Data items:
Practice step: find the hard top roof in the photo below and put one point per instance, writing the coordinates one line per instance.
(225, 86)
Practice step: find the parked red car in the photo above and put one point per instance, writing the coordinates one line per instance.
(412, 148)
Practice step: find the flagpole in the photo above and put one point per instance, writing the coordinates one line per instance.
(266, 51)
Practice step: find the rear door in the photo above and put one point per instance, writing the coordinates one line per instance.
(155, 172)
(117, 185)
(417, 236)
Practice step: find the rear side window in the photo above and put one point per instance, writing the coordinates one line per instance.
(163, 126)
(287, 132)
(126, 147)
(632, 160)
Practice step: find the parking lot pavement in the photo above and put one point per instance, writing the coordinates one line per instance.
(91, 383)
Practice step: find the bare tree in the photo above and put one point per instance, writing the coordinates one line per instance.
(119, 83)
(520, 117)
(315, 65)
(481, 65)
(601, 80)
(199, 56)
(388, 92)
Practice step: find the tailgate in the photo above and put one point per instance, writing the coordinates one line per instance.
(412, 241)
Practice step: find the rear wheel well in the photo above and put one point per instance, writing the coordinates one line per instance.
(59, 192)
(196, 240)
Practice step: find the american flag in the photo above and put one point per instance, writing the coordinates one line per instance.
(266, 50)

## TASK ITEM
Set out exactly the run of lines that begins at the line holding "Practice step: find the rear side" and ends at the last line of the data.

## FINISHED EXERCISE
Practice step: find the rear side window in the photo above and put one point per instance, writing the coordinates one line per instance.
(163, 126)
(287, 132)
(126, 147)
(632, 160)
Practice step: find the parking lot pavement in the photo above and put one point per instance, writing the coordinates one line per instance.
(91, 383)
Practice step: find the bare tree in the photo above and put one point per instance, writing the coordinates one line per instance.
(119, 83)
(520, 117)
(315, 65)
(481, 65)
(601, 80)
(199, 56)
(388, 92)
Practice step: find the tailgate in the photo above and put one point per instance, writing the coordinates one line per instance.
(412, 241)
Practice step: find the rear wheel well in the photo above and put one point per instance, writing the coordinates one line per instance.
(59, 192)
(196, 240)
Practice step: find the american flag in the photo above and put one point per instance, writing the coordinates one line per instance.
(266, 50)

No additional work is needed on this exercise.